-- Texto proporcionado --
▬▬▬▬▬▬▬▬▬▬

Muchas
veces le he instado a mi amigo Javier García Gibert a que recopile sus
escritos sobre viajes (magníficos, que me ha ido leyendo a lo largo
de los años, tras los muchos viajes que ha realizado) y que publique
un libro sobre el tema. Se muestra muy reacio Javier, porque entiende
que el tipo de viaje que él hacía hace 20 o 30 años ya no existe.
Los teléfonos móviles han acabado con todo. Con la educación, por
supuesto, a la que ambos nos dedicábamos, pero también con los
viajes. Ese tipo de viaje de aventuras (a la India, a África o a
Sudamérica), adonde ibas con el billete de ida (y tal vez el de
vuelta), pero sin reservas de hotel (no existía Booking), ni de
ningún otro tipo. Donde la información más valiosa te la daban
ciertas guías (la mítica Lonely
Planet) o, sobre
todo, viajeros con los que te encontrabas y te proporcionaban determinados
consejos o sugerencias. Pero para ello, tenías que estar abierto al
encuentro con otros seres humanos y a escucharles. Hoy en día toda
la información parece estar en los móviles y la pantalla se
convierte en el
único interlocutor de tantas personas que hacen turismo.
Yo
defiendo que todavía existe la posibilidad del viaje, pero un tipo
de viaje limitado, cultural, sin excesivas ambiciones o expectativas.
Se trata sobre todo de evitar los lugares más turísticos, esos no
lugares, por decirlo así, donde el gentío, la masa, hacen imposible
contemplar (ni gozar de) algo. Recuerdo, hace muchos años, en el
Louvre, como la
multitud que se agolpaba ante la Gioconda
impedía la más mínima observación relajada del cuadro. A su lado
estaba la excelente Belle
ferronière
leonardesca, a quien nadie dirigía la mirada y que, por tanto, podía
ser contemplada a placer. En un reciente viaje a Cambridge,
incurrimos en hacer punting
por el río Cam, y cuál no sería mi sorpresa cuando vimos el enorme
tráfico que había (de turistas orientales principalmente) y que
prácticamente colapsaba la navegación acuática. También multitud de
orientales andaban por la ciudad con una manzana en la mano para
hacerse una foto ante la puerta del Trinity College, donde hay un
manzano, supuestamente descendiente del apple
tree del
incidente de Newton.
Más recientemente en
Pisa hay que ver las legiones de turistas que se hacen fotos con las
manitas que, supuestamente, sostienen la torre
pendente (si
Schopenhauer levantara la cabeza...),
mientras que a escasos metros, en el Camposanto, se puede contemplar
con una tranquilidad pasmosa los extraordinarios frescos del Triunfo
de la muerte, de
Buffalmaco. Pero nadie se acerca allí, prefieren posar con las
manitas.
En
fin, después de esta diatriba contra el turismo barato, vuelvo a mi
tema: la posibilidad -todavía- del viaje. Ese viaje limitado,
acotado, que registre un hecho cultural.

▬▬▬▬▬▬▬▬▬▬

-- Información proporcionada --
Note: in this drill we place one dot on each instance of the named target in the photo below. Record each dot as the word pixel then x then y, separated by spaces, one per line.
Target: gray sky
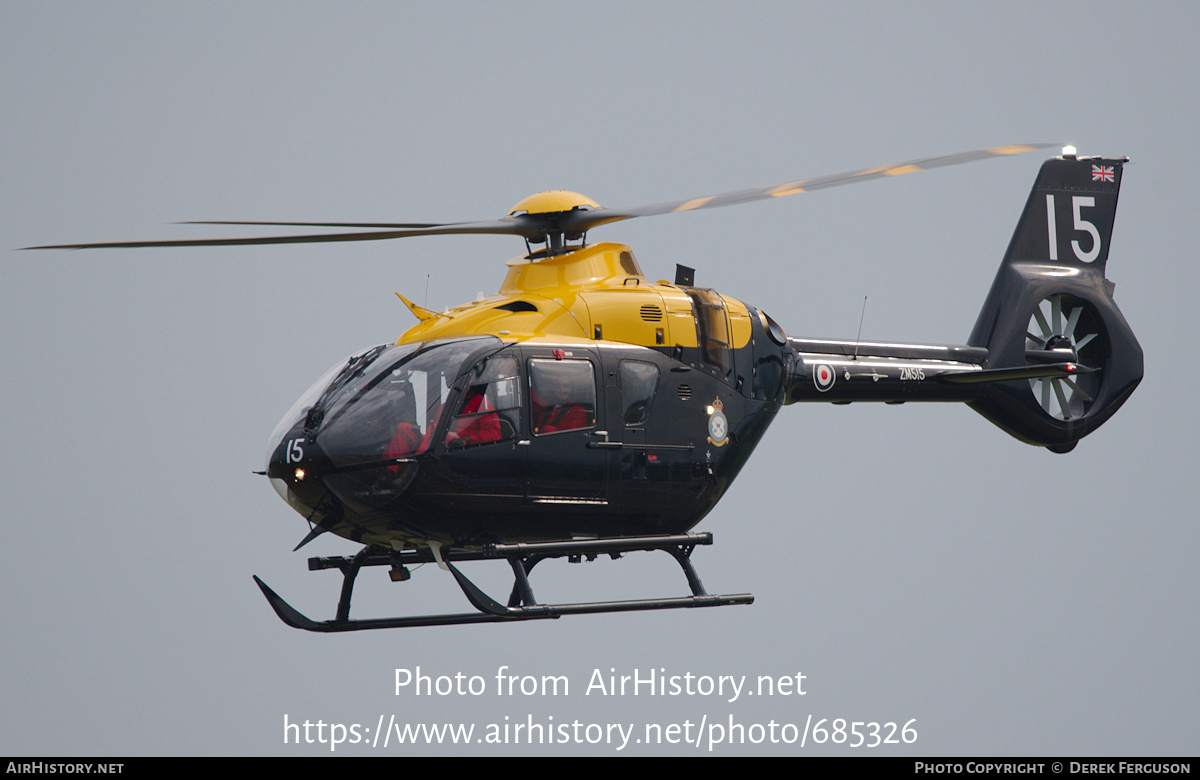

▬▬▬▬▬▬▬▬▬▬

-- Descripción del problema --
Indica si cada afirmación concuerda con el texto sobre los viajes, contestando sí o no y citando literalmente las palabras del texto que lo determinan. (a) Javier está dispuesto a publicar un libro con sus escritos sobre viajes. (b) En el Louvre, nadie miraba la Belle ferronière. (c) En el Camposanto de Pisa se pueden contemplar con tranquilidad los frescos del Triunfo de la muerte.

-- Respuesta --
(a) No: "Se muestra muy reacio Javier".
(b) Sí: "a quien nadie dirigía la mirada".
(c) Sí: "se puede contemplar con una tranquilidad pasmosa los extraordinarios frescos del Triunfo de la muerte".